BEGIN The data

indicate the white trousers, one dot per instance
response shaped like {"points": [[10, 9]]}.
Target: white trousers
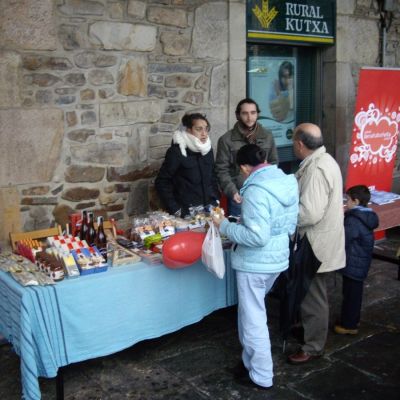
{"points": [[252, 324]]}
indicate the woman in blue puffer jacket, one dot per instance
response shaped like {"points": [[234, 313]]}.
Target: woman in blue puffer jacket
{"points": [[260, 252]]}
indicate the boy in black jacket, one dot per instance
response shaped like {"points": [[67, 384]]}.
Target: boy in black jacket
{"points": [[359, 224]]}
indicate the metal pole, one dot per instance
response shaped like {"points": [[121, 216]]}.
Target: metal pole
{"points": [[60, 384]]}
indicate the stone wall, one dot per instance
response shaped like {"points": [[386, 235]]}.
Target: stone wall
{"points": [[358, 44], [92, 90]]}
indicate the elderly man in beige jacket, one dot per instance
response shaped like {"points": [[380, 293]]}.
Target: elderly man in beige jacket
{"points": [[321, 221]]}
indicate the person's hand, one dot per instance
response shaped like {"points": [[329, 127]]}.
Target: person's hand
{"points": [[237, 198], [280, 108], [217, 219]]}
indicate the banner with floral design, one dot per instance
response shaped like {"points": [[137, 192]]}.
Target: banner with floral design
{"points": [[375, 130]]}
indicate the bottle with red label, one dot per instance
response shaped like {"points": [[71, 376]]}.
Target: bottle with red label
{"points": [[101, 239], [91, 232], [84, 226]]}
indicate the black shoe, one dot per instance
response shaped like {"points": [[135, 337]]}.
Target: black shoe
{"points": [[239, 370], [246, 381]]}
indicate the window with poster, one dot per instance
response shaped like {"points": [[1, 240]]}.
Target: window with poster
{"points": [[284, 39], [282, 80]]}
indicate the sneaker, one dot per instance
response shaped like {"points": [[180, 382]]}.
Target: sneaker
{"points": [[340, 330], [246, 381]]}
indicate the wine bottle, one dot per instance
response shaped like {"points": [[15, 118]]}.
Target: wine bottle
{"points": [[91, 232], [101, 239], [84, 226]]}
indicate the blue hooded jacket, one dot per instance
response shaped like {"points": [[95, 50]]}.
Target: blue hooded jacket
{"points": [[359, 224], [270, 204]]}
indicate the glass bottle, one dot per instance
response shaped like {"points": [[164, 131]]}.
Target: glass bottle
{"points": [[84, 226], [91, 232], [101, 239]]}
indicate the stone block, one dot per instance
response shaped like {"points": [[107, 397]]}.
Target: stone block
{"points": [[175, 44], [219, 85], [158, 153], [28, 25], [132, 79], [218, 117], [99, 153], [43, 80], [36, 191], [72, 36], [237, 30], [138, 144], [178, 81], [156, 91], [116, 10], [80, 193], [76, 79], [136, 9], [71, 118], [88, 118], [81, 173], [175, 68], [351, 45], [38, 133], [117, 114], [193, 97], [138, 198], [345, 7], [10, 64], [44, 96], [168, 16], [82, 7], [61, 214], [211, 26], [81, 135], [160, 140], [345, 86], [87, 94], [98, 77], [129, 173], [33, 62], [123, 36]]}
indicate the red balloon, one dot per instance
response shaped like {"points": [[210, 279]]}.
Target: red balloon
{"points": [[182, 249]]}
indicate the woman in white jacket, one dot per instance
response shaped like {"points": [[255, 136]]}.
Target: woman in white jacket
{"points": [[260, 253]]}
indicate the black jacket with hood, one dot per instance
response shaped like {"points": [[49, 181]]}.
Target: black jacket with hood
{"points": [[359, 225]]}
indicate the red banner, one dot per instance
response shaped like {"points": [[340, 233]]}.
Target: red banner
{"points": [[375, 129]]}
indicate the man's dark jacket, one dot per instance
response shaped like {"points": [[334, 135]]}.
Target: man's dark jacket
{"points": [[186, 181]]}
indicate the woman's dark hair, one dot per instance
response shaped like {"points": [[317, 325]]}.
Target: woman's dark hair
{"points": [[250, 154], [247, 100], [285, 66], [312, 142], [360, 193], [187, 119]]}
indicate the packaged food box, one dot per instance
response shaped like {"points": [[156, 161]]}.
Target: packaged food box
{"points": [[89, 260]]}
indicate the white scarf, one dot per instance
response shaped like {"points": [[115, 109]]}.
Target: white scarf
{"points": [[187, 140]]}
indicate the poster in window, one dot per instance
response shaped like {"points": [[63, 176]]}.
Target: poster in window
{"points": [[272, 86]]}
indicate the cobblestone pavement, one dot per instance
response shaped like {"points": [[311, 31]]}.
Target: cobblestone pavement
{"points": [[193, 363]]}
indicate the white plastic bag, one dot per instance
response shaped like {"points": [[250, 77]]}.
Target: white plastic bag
{"points": [[212, 253]]}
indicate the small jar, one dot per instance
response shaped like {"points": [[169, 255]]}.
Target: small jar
{"points": [[57, 272]]}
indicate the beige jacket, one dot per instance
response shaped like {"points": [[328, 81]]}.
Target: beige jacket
{"points": [[321, 208]]}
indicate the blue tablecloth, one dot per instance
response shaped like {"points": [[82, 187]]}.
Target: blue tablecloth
{"points": [[100, 314]]}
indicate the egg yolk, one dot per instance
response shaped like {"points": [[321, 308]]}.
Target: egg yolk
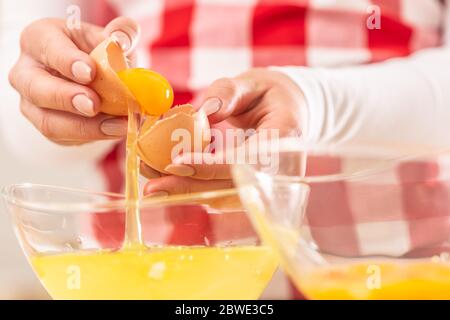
{"points": [[151, 90]]}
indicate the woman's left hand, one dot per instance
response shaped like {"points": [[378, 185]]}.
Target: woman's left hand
{"points": [[259, 99]]}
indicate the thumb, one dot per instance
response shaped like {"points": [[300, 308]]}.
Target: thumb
{"points": [[125, 31], [230, 97]]}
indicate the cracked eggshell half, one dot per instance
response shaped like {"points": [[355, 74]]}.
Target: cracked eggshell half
{"points": [[162, 140], [115, 96]]}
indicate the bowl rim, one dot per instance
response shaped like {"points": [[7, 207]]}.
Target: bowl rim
{"points": [[103, 206]]}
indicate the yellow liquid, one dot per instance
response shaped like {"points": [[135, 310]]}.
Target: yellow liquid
{"points": [[133, 232], [410, 281], [158, 273], [363, 281]]}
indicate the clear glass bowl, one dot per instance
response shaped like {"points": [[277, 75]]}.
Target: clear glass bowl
{"points": [[198, 246], [357, 222]]}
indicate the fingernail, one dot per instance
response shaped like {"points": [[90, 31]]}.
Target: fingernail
{"points": [[211, 106], [157, 194], [114, 127], [81, 71], [122, 39], [181, 170], [82, 103]]}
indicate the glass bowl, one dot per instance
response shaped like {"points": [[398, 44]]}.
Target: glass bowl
{"points": [[355, 222], [198, 246]]}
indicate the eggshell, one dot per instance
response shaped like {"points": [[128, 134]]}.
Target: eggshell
{"points": [[116, 97], [155, 143]]}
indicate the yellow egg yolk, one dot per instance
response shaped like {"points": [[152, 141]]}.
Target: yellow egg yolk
{"points": [[151, 90]]}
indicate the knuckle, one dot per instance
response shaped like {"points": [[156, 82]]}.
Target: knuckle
{"points": [[45, 126], [82, 127], [12, 77], [58, 100], [29, 90]]}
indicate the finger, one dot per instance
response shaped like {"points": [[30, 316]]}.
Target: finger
{"points": [[125, 31], [48, 42], [66, 127], [203, 166], [47, 91], [182, 185], [230, 96], [148, 172]]}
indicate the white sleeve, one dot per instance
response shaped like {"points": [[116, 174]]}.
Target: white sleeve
{"points": [[21, 138], [401, 100]]}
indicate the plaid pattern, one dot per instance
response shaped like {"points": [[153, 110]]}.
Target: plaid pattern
{"points": [[195, 42]]}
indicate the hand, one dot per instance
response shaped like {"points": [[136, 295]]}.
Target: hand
{"points": [[260, 99], [51, 75]]}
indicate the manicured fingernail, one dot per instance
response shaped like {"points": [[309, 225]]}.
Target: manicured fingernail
{"points": [[181, 170], [114, 127], [122, 39], [83, 104], [211, 106], [157, 194], [81, 71]]}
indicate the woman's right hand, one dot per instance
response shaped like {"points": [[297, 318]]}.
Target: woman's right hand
{"points": [[52, 77]]}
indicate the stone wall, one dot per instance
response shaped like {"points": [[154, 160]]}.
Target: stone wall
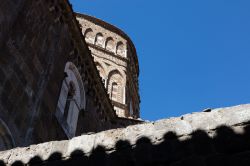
{"points": [[37, 40], [211, 138]]}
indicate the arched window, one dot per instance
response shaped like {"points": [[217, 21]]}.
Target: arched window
{"points": [[89, 37], [99, 39], [109, 45], [71, 100], [102, 73], [120, 49], [115, 86]]}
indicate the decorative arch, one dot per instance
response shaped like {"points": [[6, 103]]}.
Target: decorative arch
{"points": [[99, 39], [110, 44], [120, 49], [89, 35], [102, 72], [6, 139], [72, 99], [116, 86]]}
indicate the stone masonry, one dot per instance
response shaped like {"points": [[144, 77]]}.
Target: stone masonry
{"points": [[217, 137]]}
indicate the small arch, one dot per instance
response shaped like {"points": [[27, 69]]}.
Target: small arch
{"points": [[115, 82], [6, 139], [71, 101], [89, 35], [110, 45], [120, 49], [114, 91], [102, 72], [99, 39]]}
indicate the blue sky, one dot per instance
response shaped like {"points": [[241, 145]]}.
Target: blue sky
{"points": [[193, 54]]}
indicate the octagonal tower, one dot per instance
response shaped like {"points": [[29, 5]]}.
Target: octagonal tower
{"points": [[116, 60]]}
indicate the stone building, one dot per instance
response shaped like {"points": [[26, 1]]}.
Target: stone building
{"points": [[116, 60], [54, 85]]}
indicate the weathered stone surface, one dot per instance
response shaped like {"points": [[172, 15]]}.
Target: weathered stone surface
{"points": [[195, 130]]}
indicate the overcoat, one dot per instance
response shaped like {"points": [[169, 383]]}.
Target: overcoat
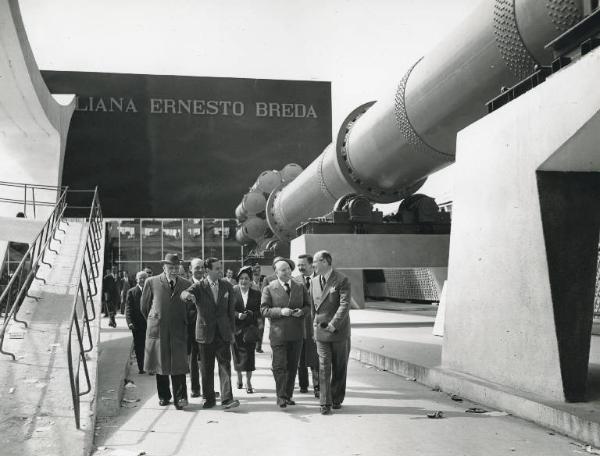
{"points": [[167, 317], [274, 298]]}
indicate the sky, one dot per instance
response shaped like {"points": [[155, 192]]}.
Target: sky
{"points": [[363, 47]]}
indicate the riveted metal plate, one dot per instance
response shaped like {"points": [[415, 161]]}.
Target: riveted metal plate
{"points": [[406, 128], [509, 41], [564, 14]]}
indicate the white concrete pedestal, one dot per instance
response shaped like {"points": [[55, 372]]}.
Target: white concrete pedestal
{"points": [[524, 238]]}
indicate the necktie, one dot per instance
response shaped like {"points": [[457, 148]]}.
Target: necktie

END The data

About this task
Look through the records and give only the number of lines where the string "necktie" appears.

Expected answer
2